Pointing entries for named objects
####

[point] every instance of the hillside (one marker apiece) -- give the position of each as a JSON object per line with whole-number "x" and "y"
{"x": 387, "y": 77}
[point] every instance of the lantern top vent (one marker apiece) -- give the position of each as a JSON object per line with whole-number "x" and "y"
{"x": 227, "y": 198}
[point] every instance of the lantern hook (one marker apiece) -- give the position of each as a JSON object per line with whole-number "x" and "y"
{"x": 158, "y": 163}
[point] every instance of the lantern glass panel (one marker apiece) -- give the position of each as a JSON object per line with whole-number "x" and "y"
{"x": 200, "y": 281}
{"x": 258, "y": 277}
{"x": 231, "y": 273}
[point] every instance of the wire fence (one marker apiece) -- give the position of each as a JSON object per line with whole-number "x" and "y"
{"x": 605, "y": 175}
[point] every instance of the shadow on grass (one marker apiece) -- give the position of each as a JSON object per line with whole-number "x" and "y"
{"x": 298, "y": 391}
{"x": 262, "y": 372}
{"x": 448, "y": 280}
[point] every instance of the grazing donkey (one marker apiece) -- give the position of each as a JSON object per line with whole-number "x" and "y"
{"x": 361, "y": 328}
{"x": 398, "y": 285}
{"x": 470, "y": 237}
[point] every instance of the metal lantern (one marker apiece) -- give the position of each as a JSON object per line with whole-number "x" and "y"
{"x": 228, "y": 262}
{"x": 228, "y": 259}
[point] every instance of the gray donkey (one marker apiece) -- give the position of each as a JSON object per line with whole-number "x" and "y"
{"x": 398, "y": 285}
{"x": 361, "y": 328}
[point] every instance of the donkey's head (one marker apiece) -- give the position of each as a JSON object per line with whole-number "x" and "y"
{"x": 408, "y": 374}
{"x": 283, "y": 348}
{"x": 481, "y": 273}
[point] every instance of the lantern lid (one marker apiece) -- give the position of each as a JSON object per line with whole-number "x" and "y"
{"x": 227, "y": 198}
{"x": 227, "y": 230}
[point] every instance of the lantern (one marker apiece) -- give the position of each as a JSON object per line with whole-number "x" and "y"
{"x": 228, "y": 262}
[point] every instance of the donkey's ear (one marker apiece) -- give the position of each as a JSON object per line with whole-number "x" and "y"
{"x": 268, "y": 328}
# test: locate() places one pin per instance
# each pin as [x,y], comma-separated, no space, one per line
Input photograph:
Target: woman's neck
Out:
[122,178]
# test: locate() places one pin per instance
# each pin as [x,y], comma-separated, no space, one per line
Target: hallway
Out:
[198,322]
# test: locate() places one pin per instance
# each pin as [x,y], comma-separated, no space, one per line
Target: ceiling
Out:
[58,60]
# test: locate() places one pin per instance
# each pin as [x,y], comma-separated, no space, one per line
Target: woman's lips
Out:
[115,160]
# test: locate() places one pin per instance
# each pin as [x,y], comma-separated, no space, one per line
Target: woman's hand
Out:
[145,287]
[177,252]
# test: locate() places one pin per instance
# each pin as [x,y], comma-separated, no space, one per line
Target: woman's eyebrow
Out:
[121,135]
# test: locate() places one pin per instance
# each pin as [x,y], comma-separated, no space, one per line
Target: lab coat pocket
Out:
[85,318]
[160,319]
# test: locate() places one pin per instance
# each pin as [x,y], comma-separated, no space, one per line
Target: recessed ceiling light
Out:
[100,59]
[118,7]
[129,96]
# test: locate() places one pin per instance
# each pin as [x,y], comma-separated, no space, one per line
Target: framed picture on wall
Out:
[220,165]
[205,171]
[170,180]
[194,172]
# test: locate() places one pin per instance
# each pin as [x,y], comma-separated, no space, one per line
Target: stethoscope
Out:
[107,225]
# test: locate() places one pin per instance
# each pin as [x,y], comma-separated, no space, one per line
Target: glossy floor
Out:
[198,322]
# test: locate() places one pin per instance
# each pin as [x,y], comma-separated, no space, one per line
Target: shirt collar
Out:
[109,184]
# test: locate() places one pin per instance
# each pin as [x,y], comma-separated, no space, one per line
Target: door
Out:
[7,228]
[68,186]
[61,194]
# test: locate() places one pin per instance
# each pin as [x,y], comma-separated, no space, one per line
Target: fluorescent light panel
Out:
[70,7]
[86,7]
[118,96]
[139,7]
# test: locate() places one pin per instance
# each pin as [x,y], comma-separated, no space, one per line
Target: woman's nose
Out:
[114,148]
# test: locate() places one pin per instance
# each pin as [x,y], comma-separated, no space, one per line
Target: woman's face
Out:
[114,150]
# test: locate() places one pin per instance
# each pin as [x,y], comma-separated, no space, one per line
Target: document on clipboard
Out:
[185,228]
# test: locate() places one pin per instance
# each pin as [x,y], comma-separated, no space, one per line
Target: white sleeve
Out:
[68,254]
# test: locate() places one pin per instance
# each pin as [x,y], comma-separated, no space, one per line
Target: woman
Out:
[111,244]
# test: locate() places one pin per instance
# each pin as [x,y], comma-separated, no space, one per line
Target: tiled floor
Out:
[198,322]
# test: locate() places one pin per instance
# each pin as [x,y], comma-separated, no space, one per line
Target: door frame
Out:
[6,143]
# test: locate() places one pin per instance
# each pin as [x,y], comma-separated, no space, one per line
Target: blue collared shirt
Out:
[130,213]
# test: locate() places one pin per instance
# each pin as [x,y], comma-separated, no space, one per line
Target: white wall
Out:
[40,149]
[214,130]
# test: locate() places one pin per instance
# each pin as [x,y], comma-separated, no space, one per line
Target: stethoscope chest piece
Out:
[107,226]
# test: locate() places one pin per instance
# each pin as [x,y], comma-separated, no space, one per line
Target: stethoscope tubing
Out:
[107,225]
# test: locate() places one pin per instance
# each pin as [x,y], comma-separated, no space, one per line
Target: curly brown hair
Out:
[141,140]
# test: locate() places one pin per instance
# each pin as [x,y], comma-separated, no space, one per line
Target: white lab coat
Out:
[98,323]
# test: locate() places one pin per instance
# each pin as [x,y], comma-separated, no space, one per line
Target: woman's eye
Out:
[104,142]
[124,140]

####

▶ **PROBLEM TO WORK ON**:
Pull out every line of the items above that contains the string "shirt", copying each one unchanged.

▶ **CORRECT OUTPUT**:
Target: shirt collar
Target: blue collared shirt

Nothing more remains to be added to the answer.